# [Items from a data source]
━━━━━━━━━━━━━━━━━━━━
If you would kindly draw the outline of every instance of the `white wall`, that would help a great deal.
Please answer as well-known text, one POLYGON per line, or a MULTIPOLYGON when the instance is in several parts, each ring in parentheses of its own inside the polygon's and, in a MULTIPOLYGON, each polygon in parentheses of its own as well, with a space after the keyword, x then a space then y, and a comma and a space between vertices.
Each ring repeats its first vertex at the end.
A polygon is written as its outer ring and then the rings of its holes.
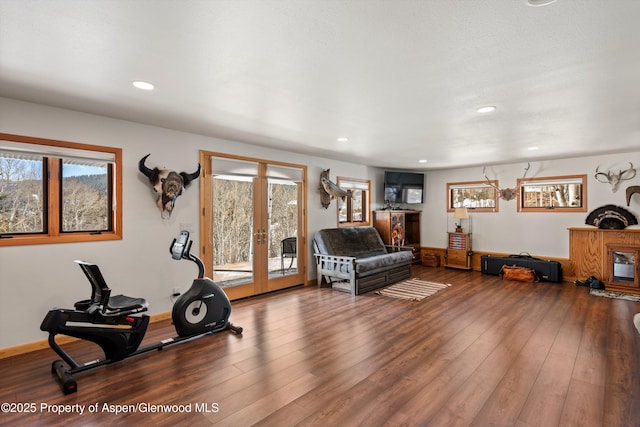
MULTIPOLYGON (((629 167, 640 168, 640 151, 624 154, 610 154, 595 157, 581 157, 564 160, 532 161, 528 178, 560 175, 587 175, 587 212, 528 212, 516 210, 516 200, 499 201, 499 211, 473 212, 471 216, 472 246, 478 251, 520 253, 568 258, 569 227, 587 227, 585 220, 594 209, 614 204, 625 207, 640 218, 640 197, 634 196, 627 207, 625 189, 640 184, 640 173, 620 185, 613 193, 609 184, 595 180, 596 167, 600 170, 614 170, 629 167)), ((501 188, 513 188, 522 177, 526 162, 496 165, 487 168, 487 176, 498 179, 501 188)), ((444 215, 447 205, 447 182, 482 181, 482 167, 450 169, 429 172, 427 175, 426 203, 422 214, 423 246, 446 247, 447 231, 455 228, 453 214, 444 215)), ((466 226, 464 221, 463 226, 466 226)), ((638 228, 634 226, 633 228, 638 228)))
MULTIPOLYGON (((199 189, 190 186, 177 200, 169 220, 162 220, 148 180, 138 160, 151 153, 148 165, 192 171, 199 150, 286 161, 307 166, 308 233, 335 227, 335 201, 320 205, 320 172, 331 178, 366 179, 372 168, 346 162, 291 154, 235 141, 177 132, 107 117, 0 98, 0 132, 123 149, 123 239, 96 243, 64 243, 0 247, 0 348, 46 338, 40 322, 51 307, 71 308, 89 297, 89 284, 75 259, 97 263, 114 293, 144 297, 150 314, 171 310, 174 287, 186 289, 197 270, 192 263, 173 261, 169 245, 183 225, 193 226, 198 247, 199 189)), ((315 278, 310 239, 308 277, 315 278)))
MULTIPOLYGON (((308 278, 315 278, 311 236, 316 230, 335 227, 336 203, 323 209, 318 197, 319 176, 331 168, 331 178, 371 179, 372 208, 382 207, 383 170, 325 158, 292 154, 235 141, 210 138, 146 126, 107 117, 0 98, 0 132, 123 148, 123 232, 121 241, 0 247, 0 348, 46 338, 40 322, 50 307, 71 307, 88 297, 89 285, 72 262, 86 259, 100 265, 116 293, 144 297, 150 313, 170 311, 174 287, 189 286, 195 266, 172 261, 168 248, 183 225, 192 225, 198 243, 199 194, 192 185, 177 201, 169 220, 163 221, 147 180, 137 170, 138 160, 151 153, 149 164, 191 171, 199 150, 286 161, 307 166, 308 171, 308 278)), ((589 174, 589 210, 614 203, 625 206, 624 188, 612 194, 607 185, 593 180, 598 164, 618 168, 632 161, 640 165, 640 152, 562 161, 532 162, 529 176, 589 174)), ((523 164, 489 169, 504 187, 515 186, 523 164)), ((446 231, 453 228, 445 213, 446 183, 482 179, 482 168, 428 172, 423 209, 422 245, 446 246, 446 231)), ((640 184, 640 174, 627 185, 640 184)), ((640 214, 636 196, 630 209, 640 214)), ((584 224, 586 213, 516 213, 515 201, 500 201, 498 213, 473 214, 473 246, 477 250, 521 252, 568 257, 566 229, 584 224)))

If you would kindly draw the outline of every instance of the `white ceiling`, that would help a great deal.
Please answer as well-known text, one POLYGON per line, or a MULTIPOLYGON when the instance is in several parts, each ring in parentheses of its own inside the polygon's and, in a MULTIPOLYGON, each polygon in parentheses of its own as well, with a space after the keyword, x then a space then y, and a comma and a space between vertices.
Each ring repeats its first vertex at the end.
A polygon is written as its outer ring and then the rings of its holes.
POLYGON ((637 0, 0 0, 0 96, 387 168, 626 152, 639 28, 637 0))

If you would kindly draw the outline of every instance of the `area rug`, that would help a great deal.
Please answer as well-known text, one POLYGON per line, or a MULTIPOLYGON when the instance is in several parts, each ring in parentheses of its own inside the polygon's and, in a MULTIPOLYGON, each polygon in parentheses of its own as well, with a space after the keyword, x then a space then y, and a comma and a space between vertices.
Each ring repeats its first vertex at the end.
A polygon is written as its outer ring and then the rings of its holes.
POLYGON ((640 295, 627 294, 625 292, 607 291, 605 289, 590 289, 589 294, 595 295, 597 297, 626 299, 629 301, 640 302, 640 295))
POLYGON ((420 279, 407 279, 387 288, 376 291, 385 297, 399 298, 409 301, 421 301, 436 292, 451 286, 448 283, 428 282, 420 279))

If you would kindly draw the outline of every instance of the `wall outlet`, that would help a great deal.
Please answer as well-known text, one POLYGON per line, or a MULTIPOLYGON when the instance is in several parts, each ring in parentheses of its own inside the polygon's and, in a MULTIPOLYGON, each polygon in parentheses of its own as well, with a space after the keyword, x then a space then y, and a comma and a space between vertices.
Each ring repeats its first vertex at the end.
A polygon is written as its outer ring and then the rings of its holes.
POLYGON ((181 222, 180 223, 180 230, 186 230, 189 233, 193 233, 194 228, 195 227, 193 226, 193 223, 191 223, 191 222, 181 222))

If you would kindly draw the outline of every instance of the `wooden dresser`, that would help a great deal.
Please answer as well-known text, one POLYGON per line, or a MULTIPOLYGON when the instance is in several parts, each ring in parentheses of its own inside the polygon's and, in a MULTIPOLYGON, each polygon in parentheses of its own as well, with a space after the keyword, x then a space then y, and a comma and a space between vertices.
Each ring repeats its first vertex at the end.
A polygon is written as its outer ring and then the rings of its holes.
POLYGON ((607 289, 640 294, 640 229, 570 228, 569 251, 575 276, 595 276, 607 289))

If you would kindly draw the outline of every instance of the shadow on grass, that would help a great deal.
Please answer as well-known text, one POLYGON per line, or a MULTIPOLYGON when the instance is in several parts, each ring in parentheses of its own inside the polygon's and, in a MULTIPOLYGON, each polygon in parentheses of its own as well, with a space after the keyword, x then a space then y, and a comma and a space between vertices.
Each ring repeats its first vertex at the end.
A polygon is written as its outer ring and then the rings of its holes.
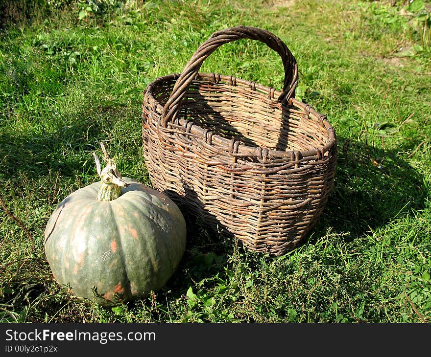
POLYGON ((331 227, 351 240, 424 207, 423 178, 396 150, 348 138, 337 141, 334 187, 314 229, 316 237, 331 227))

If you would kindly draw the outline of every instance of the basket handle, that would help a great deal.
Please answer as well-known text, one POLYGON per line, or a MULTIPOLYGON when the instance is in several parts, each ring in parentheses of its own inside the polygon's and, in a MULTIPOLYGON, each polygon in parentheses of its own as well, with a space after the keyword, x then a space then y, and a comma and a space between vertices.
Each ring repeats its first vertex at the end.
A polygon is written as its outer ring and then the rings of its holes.
POLYGON ((164 127, 168 126, 168 121, 173 122, 175 120, 183 97, 197 75, 204 61, 222 45, 241 39, 261 41, 280 55, 284 67, 285 79, 283 91, 278 101, 286 103, 294 97, 295 89, 298 84, 298 65, 295 57, 283 41, 271 32, 258 27, 239 25, 226 28, 213 33, 199 46, 186 65, 163 108, 160 123, 164 127))

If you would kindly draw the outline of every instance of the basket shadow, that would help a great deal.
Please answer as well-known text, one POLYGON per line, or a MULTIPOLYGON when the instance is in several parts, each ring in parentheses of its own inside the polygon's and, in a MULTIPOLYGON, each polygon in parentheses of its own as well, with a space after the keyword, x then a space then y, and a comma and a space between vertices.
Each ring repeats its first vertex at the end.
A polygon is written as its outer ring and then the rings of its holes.
POLYGON ((424 207, 423 178, 398 150, 351 138, 339 137, 337 141, 334 187, 310 243, 329 229, 350 241, 424 207))
MULTIPOLYGON (((398 151, 370 147, 349 138, 339 137, 337 141, 334 188, 303 244, 313 244, 329 229, 350 241, 384 226, 409 210, 425 206, 427 193, 423 178, 399 157, 398 151)), ((227 261, 236 245, 247 250, 245 245, 226 233, 227 228, 216 217, 204 209, 192 189, 184 188, 186 197, 194 202, 193 208, 183 205, 184 196, 172 191, 166 193, 186 219, 189 258, 214 253, 227 261), (200 211, 203 216, 198 216, 200 211), (217 231, 206 227, 206 222, 210 221, 217 222, 217 231)))

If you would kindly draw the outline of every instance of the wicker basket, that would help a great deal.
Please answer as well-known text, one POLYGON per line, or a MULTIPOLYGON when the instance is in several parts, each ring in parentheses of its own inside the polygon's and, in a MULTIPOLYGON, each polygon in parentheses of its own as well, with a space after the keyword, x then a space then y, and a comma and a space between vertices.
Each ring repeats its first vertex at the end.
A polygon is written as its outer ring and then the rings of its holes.
POLYGON ((144 157, 153 186, 253 250, 283 255, 315 224, 333 185, 334 128, 294 98, 296 60, 267 31, 214 33, 181 74, 156 79, 143 105, 144 157), (218 46, 261 41, 281 57, 281 92, 231 75, 198 73, 218 46))

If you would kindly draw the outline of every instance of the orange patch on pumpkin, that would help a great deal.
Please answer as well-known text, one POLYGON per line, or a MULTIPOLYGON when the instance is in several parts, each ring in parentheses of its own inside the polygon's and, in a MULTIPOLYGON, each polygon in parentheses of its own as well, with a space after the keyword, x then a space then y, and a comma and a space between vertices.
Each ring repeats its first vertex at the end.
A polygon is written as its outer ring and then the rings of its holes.
POLYGON ((115 253, 117 251, 117 242, 115 241, 112 241, 111 242, 111 250, 113 253, 115 253))
POLYGON ((130 232, 130 234, 133 236, 133 238, 135 239, 138 239, 138 231, 132 228, 131 225, 129 225, 129 231, 130 232))
POLYGON ((124 288, 121 286, 121 282, 114 287, 114 292, 116 294, 122 294, 124 292, 124 288))

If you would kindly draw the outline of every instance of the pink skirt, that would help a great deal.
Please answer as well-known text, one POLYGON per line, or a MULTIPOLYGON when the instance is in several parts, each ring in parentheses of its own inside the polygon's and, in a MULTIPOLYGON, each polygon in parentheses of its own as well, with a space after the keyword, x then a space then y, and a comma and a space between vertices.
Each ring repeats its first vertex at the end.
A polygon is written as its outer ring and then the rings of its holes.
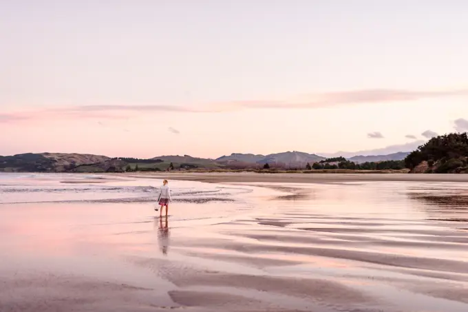
POLYGON ((159 205, 160 206, 167 206, 169 205, 169 198, 160 198, 159 200, 159 205))

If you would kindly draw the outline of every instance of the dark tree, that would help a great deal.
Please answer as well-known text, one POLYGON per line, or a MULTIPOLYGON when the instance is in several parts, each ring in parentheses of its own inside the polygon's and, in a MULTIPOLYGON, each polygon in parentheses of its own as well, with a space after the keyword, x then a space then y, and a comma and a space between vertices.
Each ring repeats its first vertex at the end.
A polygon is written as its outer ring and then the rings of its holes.
POLYGON ((314 169, 316 169, 316 170, 319 170, 319 169, 323 169, 323 166, 322 166, 321 165, 320 165, 319 163, 314 163, 312 165, 312 167, 314 168, 314 169))
POLYGON ((407 168, 414 169, 423 161, 437 164, 437 173, 457 172, 466 167, 468 133, 451 133, 431 138, 405 158, 407 168), (446 163, 448 163, 446 164, 446 163))
POLYGON ((346 158, 343 156, 333 157, 332 158, 327 158, 325 160, 320 160, 320 163, 339 163, 342 161, 346 161, 346 158))

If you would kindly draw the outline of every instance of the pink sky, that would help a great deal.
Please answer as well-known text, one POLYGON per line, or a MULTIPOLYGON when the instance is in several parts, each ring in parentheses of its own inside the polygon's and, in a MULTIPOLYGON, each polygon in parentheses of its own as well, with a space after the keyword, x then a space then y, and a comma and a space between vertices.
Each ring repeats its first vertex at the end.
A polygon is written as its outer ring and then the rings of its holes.
POLYGON ((465 1, 87 3, 0 4, 0 155, 397 152, 468 130, 465 1))

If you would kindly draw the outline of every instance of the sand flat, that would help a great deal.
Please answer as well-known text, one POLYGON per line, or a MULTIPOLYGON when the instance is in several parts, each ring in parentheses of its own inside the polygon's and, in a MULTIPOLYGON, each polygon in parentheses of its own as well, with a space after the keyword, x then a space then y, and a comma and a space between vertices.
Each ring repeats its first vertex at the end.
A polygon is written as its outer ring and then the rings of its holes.
POLYGON ((468 311, 460 181, 150 176, 3 178, 0 311, 468 311))

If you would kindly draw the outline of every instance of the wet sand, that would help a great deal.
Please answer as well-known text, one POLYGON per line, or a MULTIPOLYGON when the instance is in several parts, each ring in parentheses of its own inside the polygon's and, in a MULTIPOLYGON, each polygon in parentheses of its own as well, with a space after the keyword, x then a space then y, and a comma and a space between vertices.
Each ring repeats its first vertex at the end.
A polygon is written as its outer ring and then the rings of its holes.
POLYGON ((468 174, 257 174, 254 172, 184 173, 172 171, 145 173, 132 176, 209 183, 259 182, 269 183, 336 183, 359 181, 468 183, 468 174))
POLYGON ((242 181, 180 191, 167 219, 0 205, 0 311, 466 312, 465 185, 242 181))

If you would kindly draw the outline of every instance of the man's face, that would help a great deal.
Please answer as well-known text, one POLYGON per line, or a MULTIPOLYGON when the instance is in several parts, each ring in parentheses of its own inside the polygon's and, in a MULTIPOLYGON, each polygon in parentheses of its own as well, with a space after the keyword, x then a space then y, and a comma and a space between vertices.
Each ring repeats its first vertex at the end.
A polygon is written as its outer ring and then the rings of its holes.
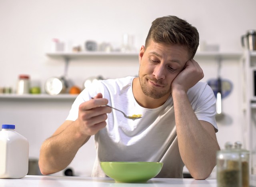
POLYGON ((142 92, 147 96, 159 99, 171 93, 173 80, 189 60, 187 48, 151 40, 140 53, 139 79, 142 92))

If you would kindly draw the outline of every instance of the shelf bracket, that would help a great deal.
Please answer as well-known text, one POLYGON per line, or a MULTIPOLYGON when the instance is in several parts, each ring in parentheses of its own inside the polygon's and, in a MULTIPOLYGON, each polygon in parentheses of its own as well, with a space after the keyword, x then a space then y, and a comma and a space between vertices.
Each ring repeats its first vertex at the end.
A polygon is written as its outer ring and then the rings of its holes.
POLYGON ((69 58, 67 57, 65 57, 65 67, 64 67, 64 74, 63 76, 64 77, 68 76, 68 65, 69 65, 69 58))

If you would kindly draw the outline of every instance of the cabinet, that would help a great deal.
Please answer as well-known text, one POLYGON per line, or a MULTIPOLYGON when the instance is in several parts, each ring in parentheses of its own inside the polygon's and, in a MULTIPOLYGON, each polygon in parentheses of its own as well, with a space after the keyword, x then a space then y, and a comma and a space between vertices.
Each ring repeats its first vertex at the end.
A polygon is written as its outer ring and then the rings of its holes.
POLYGON ((246 50, 242 58, 243 70, 244 137, 246 148, 250 152, 252 173, 256 174, 256 96, 254 71, 256 52, 246 50))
━━━━━━━━━━━━━━━━━━━━
# [Required work]
Update the lines starting at the one containing "shadow, that would help a great deal." and ending at the one containing "MULTIPOLYGON (((398 151, 370" by swapping "basket shadow" for "lamp shadow". Leave all else the same.

# [Result of this exercise]
If you would kindly draw the outline of every instance of the lamp shadow, that would help a great deal.
Please answer as well-known text, one POLYGON per line, or a MULTIPOLYGON when the instance is in several parts, each ring in parentheses of its own inside the polygon's and, in a MULTIPOLYGON, each polygon in parentheses of its own as well, with a space after the keyword, x then a space then y, and a comma and a space between vertices.
Each ring repeats its first vertex at the end.
A polygon is written as its outer ring and then the rings of its holes.
POLYGON ((424 207, 423 178, 398 150, 351 138, 339 137, 337 141, 334 187, 310 243, 329 229, 350 241, 424 207))
MULTIPOLYGON (((398 151, 370 147, 349 138, 339 137, 337 141, 334 188, 303 244, 313 244, 329 229, 350 241, 384 226, 409 210, 425 206, 427 193, 423 178, 399 157, 398 151)), ((227 261, 236 245, 247 250, 245 245, 226 233, 227 228, 216 217, 204 209, 192 189, 184 188, 186 197, 194 202, 193 208, 183 205, 184 196, 172 191, 166 193, 186 219, 189 258, 214 253, 227 261), (200 211, 203 216, 198 216, 200 211), (217 231, 206 227, 206 222, 210 221, 217 222, 217 231)))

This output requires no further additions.